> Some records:
╔══
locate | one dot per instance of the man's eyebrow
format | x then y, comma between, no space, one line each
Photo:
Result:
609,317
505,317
╚══
╔══
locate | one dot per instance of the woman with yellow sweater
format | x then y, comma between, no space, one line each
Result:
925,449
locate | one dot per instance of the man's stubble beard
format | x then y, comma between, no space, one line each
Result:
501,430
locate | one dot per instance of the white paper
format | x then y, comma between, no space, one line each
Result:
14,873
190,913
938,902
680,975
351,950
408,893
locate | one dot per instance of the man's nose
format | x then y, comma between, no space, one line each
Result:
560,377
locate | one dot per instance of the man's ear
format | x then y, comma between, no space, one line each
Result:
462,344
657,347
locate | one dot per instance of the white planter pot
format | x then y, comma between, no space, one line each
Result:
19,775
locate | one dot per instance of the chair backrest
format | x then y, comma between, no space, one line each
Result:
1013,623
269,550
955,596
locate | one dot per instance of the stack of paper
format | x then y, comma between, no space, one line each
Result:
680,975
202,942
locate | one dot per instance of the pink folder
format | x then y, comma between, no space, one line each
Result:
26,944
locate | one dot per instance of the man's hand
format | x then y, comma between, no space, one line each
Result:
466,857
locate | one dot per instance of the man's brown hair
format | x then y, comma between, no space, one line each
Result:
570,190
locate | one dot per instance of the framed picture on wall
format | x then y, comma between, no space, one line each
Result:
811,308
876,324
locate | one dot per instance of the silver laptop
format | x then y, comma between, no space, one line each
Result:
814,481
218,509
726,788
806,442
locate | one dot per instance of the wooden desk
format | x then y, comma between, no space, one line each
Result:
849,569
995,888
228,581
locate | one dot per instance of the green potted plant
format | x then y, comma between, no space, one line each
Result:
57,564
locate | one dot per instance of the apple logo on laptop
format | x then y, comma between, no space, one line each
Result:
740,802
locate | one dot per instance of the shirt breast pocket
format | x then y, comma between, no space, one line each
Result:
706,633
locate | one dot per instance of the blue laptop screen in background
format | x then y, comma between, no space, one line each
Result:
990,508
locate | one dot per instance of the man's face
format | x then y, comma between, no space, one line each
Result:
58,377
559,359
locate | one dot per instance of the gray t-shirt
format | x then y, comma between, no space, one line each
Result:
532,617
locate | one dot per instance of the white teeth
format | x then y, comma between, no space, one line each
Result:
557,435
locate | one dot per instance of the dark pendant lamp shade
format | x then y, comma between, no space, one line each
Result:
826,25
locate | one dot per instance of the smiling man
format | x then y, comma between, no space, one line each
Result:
╚══
╔══
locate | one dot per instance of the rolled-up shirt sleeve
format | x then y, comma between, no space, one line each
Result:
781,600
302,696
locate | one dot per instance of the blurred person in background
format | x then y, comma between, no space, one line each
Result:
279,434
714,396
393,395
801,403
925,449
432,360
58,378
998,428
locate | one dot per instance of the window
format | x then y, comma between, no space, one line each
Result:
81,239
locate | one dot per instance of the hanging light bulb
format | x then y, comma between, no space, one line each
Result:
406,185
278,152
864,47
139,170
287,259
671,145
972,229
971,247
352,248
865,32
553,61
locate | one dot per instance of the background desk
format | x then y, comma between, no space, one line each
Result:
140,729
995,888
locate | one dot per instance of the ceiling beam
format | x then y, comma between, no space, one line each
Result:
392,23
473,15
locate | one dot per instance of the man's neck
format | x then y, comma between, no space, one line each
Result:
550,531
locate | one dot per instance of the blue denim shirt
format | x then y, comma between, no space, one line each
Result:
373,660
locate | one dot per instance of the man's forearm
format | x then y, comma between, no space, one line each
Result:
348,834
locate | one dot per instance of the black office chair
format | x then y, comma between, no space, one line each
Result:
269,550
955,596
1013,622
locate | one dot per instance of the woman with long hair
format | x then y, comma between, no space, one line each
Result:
╚══
> Instructions to follow:
Identify every line in the records that contains the word "background" and copy each of those lines in full.

> Task response:
locate | one dot per instance of the blue laptop screen in background
locate | one dot per instance of the blurred person in background
locate | one dot per instance of the background desk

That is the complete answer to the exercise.